▶ _KUTIPAN SUMBER_
Kisah Perdebatan Kiai Mahrus Ali dan Prof KH Ibrahim Hosen
KH A Wahid Hasyim saat menjadi Menteri Agama telah membuka pintu secara administratif perempuan untuk bisa menjadi hakim, namun landasan fiqh-nya belum sempat dirumuskan. Di sana-sini masih banyak penolakan para alim ulama akan status dan kedudukan perempuan sebagai hakim di Pengadilan Agama.
Jumhur ulama dari mazhab Syafi’i, Hanbali dan Maliki tidak membolehkan. Imam Abu Hanifah membolehkan dalam kasus di luar hudud dan qisas. Ibn Jarir al-Thabari membolehkan secara mutlak. Pendapat mana yang mau dipilih?

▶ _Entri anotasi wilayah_
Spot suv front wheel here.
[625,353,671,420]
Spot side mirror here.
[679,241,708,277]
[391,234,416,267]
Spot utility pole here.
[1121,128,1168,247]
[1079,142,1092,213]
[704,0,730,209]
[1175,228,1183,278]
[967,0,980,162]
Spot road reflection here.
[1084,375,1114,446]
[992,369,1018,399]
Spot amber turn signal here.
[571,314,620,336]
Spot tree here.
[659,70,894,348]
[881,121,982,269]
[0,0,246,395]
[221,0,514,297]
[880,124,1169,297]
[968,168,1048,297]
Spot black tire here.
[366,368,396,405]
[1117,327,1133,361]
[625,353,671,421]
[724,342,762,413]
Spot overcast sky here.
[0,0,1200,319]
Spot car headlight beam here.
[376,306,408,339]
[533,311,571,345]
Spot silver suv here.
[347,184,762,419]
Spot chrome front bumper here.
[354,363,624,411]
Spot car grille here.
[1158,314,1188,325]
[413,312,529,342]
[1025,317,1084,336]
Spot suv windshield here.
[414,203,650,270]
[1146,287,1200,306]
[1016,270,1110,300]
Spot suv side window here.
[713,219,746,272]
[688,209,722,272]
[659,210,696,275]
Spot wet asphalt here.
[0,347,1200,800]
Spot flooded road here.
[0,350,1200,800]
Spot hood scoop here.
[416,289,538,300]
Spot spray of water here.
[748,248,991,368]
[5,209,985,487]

▶ _LATIHAN_
1. Perbarui kutipan tentang hakim perempuan dari "Kisah Perdebatan Kiai" sampai "di Pengadilan Agama." dengan mengganti "Menteri Agama" menjadi "Menag".
2. Menurut kutipan tentang hakim perempuan, dalam kasus apa Imam Abu Hanifah membolehkan?
Entri-entri ini diambil dari sumber yang berbeda.

▶ _KUNCI JAWABAN_
1.
Kisah Perdebatan Kiai Mahrus Ali dan Prof KH Ibrahim Hosen
KH A Wahid Hasyim saat menjadi Menag telah membuka pintu secara administratif perempuan untuk bisa menjadi hakim, namun landasan fiqh-nya belum sempat dirumuskan. Di sana-sini masih banyak penolakan para alim ulama akan status dan kedudukan perempuan sebagai hakim di Pengadilan Agama.

2. Dalam kasus di luar hudud dan qisas.